##### Records supplied

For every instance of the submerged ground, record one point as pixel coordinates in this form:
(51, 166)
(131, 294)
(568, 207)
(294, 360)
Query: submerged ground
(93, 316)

##########
##### Records supplied

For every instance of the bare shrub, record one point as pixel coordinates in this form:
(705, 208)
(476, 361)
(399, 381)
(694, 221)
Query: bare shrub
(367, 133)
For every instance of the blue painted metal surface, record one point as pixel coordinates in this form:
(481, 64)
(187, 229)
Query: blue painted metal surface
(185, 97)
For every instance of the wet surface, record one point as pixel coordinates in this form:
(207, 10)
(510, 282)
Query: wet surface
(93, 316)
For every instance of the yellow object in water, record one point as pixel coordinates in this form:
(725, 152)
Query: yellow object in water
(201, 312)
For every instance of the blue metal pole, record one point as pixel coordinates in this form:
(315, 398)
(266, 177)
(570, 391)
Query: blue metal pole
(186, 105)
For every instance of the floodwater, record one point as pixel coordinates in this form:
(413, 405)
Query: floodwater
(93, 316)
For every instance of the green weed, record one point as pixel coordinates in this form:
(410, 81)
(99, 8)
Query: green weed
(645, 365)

##########

▶ **What to do**
A copy of each line in the data above that holds the string "point" is needed.

▶ **Answer to the problem**
For every instance of the submerged ground, record one point as pixel coordinates in this form:
For every instance of the bare shrub, record one point as pixel coordinates in this form:
For every instance of the blue painted metal surface, record one point as pixel coordinates in this form:
For every instance of the wet surface, record one point as pixel coordinates in this form:
For every instance of the yellow object in water, record one point as pixel coordinates in this form:
For every instance of the blue metal pole, record one point as pixel coordinates in this form:
For every instance of the floodwater, record one point as pixel coordinates in this form:
For every instance of the green weed, record one point as pixel coordinates in this form:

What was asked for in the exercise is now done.